◆ **Written problem**: Could you lay out every line of all the items below as a numbered list, skipping blank lines and leaving the pictures out?

◆ **Recorded information**:
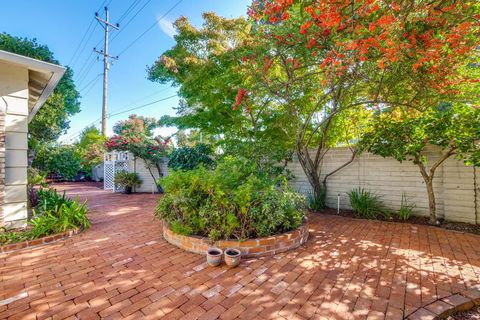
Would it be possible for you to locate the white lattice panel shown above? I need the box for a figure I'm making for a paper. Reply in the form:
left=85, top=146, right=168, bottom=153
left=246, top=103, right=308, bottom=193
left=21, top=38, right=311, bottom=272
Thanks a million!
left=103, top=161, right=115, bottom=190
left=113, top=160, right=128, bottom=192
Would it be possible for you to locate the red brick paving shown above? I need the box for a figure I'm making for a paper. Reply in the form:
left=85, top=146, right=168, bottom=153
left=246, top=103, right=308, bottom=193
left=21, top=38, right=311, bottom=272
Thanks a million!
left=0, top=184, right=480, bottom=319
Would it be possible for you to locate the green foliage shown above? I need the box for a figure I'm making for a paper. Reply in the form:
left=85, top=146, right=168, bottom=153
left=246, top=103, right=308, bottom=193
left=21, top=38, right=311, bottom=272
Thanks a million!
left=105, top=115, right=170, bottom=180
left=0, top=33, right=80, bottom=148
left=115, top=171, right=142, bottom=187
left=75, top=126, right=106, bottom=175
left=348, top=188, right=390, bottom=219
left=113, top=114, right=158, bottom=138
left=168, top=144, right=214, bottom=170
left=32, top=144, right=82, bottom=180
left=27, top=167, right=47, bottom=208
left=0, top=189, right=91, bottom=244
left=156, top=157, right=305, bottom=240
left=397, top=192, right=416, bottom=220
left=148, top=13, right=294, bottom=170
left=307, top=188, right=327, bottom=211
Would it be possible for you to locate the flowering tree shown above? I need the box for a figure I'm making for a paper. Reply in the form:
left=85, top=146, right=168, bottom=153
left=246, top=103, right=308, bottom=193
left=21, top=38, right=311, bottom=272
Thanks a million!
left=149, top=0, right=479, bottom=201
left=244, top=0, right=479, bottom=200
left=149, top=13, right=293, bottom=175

◆ **Problem solution**:
1. Would it be possible for you to locate the white lattice panel shown above? I need the box for a figure I'm making for a paper. Reply in the form:
2. left=85, top=146, right=168, bottom=153
3. left=246, top=103, right=308, bottom=193
4. left=21, top=38, right=311, bottom=272
5. Thanks a million!
6. left=103, top=161, right=115, bottom=190
7. left=113, top=160, right=128, bottom=192
8. Would it be possible for you to locate the red brick paving shown above? I need the box for a figure I'm making for a paper. Reply in the form:
9. left=85, top=146, right=168, bottom=153
10. left=246, top=103, right=308, bottom=193
11. left=21, top=38, right=311, bottom=272
12. Thanks a million!
13. left=0, top=184, right=480, bottom=319
14. Would it be possible for you to locate the green foliage shown above? I need the box for a figure I'm making for a paper. Reply in the form:
15. left=85, top=146, right=168, bottom=153
16. left=246, top=103, right=308, bottom=193
17. left=21, top=38, right=311, bottom=272
18. Thanks a million!
19. left=105, top=115, right=170, bottom=180
20. left=0, top=33, right=80, bottom=148
21. left=115, top=171, right=142, bottom=187
22. left=75, top=126, right=106, bottom=175
23. left=348, top=188, right=390, bottom=219
24. left=113, top=114, right=158, bottom=138
25. left=168, top=144, right=214, bottom=170
26. left=32, top=144, right=82, bottom=180
27. left=27, top=167, right=47, bottom=208
28. left=0, top=189, right=91, bottom=244
29. left=156, top=157, right=305, bottom=240
30. left=397, top=192, right=416, bottom=220
31. left=148, top=13, right=294, bottom=170
32. left=307, top=188, right=327, bottom=211
33. Would it be possible for you to locate the flowering tree shown above? I need the box for a figure I'm making for a paper. Reply in the form:
34. left=85, top=146, right=168, bottom=153
35. left=246, top=103, right=308, bottom=193
36. left=21, top=38, right=311, bottom=272
37. Thanks a million!
38. left=149, top=0, right=479, bottom=201
39. left=244, top=0, right=479, bottom=200
40. left=149, top=13, right=293, bottom=175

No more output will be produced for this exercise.